• _SUPPLIED RECORDS_

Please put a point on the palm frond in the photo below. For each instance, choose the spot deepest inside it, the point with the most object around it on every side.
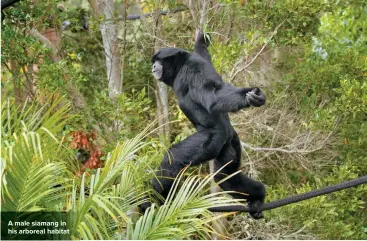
(30, 177)
(185, 213)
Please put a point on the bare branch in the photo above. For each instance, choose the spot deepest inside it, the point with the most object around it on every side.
(290, 151)
(233, 75)
(55, 52)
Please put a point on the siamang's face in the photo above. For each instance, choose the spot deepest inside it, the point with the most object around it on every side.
(167, 62)
(157, 69)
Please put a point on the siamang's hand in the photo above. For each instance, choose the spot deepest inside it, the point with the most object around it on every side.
(256, 205)
(255, 97)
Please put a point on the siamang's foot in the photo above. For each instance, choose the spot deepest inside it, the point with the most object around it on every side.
(257, 206)
(256, 97)
(143, 207)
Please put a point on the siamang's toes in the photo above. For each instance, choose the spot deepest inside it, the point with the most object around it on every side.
(143, 207)
(257, 206)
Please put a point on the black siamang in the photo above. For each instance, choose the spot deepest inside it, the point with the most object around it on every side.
(206, 100)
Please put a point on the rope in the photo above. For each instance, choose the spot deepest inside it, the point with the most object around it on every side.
(294, 199)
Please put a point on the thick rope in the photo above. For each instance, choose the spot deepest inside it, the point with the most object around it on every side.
(296, 198)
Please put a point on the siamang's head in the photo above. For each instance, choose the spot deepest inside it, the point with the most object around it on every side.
(167, 62)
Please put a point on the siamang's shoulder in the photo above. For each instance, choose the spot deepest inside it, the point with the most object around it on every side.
(198, 63)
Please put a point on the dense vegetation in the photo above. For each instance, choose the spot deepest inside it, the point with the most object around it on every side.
(63, 90)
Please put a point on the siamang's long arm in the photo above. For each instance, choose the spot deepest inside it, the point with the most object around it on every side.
(202, 43)
(225, 98)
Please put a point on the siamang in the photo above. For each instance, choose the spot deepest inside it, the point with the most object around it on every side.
(206, 100)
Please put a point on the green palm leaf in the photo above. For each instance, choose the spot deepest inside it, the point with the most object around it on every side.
(185, 213)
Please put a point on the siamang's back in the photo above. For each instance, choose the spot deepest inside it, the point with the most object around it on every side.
(198, 73)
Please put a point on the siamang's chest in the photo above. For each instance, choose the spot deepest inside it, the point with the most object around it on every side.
(192, 110)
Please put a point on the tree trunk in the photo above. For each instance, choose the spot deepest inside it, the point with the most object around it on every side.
(110, 43)
(161, 88)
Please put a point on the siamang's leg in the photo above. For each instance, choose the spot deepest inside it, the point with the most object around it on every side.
(245, 187)
(194, 150)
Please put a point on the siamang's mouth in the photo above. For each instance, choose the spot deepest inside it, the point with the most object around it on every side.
(157, 74)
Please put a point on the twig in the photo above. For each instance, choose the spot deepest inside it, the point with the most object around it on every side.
(257, 55)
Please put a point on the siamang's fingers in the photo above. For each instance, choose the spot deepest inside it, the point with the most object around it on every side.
(256, 205)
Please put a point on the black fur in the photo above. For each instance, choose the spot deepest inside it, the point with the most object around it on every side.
(206, 100)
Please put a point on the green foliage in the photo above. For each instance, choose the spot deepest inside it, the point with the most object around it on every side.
(129, 109)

• _DIRECTIONS_
Repeat the records word for word. Leave out whatever pictures they hold.

• _OUTPUT FOR THIS EXERCISE_
Please put a point on the palm frond in the photo below. For each instance, choose the spot deepest inside it, the point with the most object around it on every side.
(30, 177)
(185, 213)
Please put a point on the bare branch in the photo above. For each instance, choose the spot deepest inside it, the point with the most object around it on every side.
(290, 151)
(233, 75)
(55, 52)
Please put a point on the siamang's face in the photo above. For each instance, choose the spot deepest inside it, the point with the most object around it on every side.
(167, 62)
(157, 69)
Please put a point on the siamang's hand in the photo above. For each instance, choose the spot deepest inside it, the point with the most object around it on every side.
(256, 205)
(255, 97)
Please put a point on the siamang's foot in the photo above. For each instance, choose the spot deepest inside it, the point with the most object around it on every side.
(257, 206)
(256, 97)
(143, 207)
Please put a point on the siamang's toes in the photo above. For each instance, choose the spot deepest inside it, the point with the most object around it on every side.
(143, 207)
(257, 206)
Please put a point on the black siamang in the photo above. For each instance, choose the spot deepest inside it, the point with the most object around it on every side.
(206, 100)
Please put a point on the rope in the photo above. For each instance, choose the spot deepest inside it, the point with the most object around it on every side.
(294, 199)
Please put a point on the thick rope in the photo above. For each instance, choose the spot deepest inside it, the point with the most object around it on every side.
(296, 198)
Please put a point on the siamang's head in the photo above. For each instance, choose the spot deepest inside it, the point with the most object around it on every side.
(167, 62)
Please put a point on the siamang's shoulder in the photo above. For each instance, choose the spot deepest inside it, the point with the most object around it on every side.
(198, 63)
Please put a point on the dense vegetation in the photo above. For each instance, choose the spot deepest inside it, the point with the most object around it on every side.
(63, 90)
Please put a point on the siamang's long arm in the photo above. For each instance, choose the spot deepest inside it, the point with the most object around it on every side.
(202, 43)
(225, 98)
Please put a point on the siamang in the photo above. For each instance, choose the spot deepest inside it, the point with the most object around it on every side.
(206, 100)
Please put a point on the green palm leaf in the photo above. For each instance, choose the spot deepest inside it, the point with the most object around it on every side.
(185, 213)
Please put a point on the siamang's back in the photo above. For each instance, choose the spot deepest inside it, the point with the most object around it on every side.
(198, 73)
Please put a point on the siamang's chest in the photo above. For each instance, choose the spot deepest inside it, the point with the most object around it on every side.
(192, 110)
Please put a point on the tree trunk in the photo above. For each instance, choose the spot deepest inside it, the point with the most object around it on every side.
(110, 43)
(161, 88)
Please put a point on the siamang's leg in the photo above. For each instance, choose the spot deepest inside it, the point with the most object around it on every side.
(245, 187)
(194, 150)
Please put a point on the siamang's mouth in the photo above. For each instance, choose the spot deepest inside it, the point with the most object around it on every side.
(157, 74)
Please put a point on the twig in the photo above. For each instance, choose the spot deepest inside it, the point with the most object around it on every side.
(257, 55)
Please put a point on the siamang's fingers in the photo above. For each instance, choose the spot deepest inside it, the point with the most object around it on every side.
(256, 205)
Please put a point on the black fur in the photo above. For each instance, choose the spot deepest inside it, the point with the most object around it on every side.
(206, 100)
Please put a point on the green foliage in the photo above. For each instance, choose the spot deepest inside it, the point with the most object around it on every side.
(129, 109)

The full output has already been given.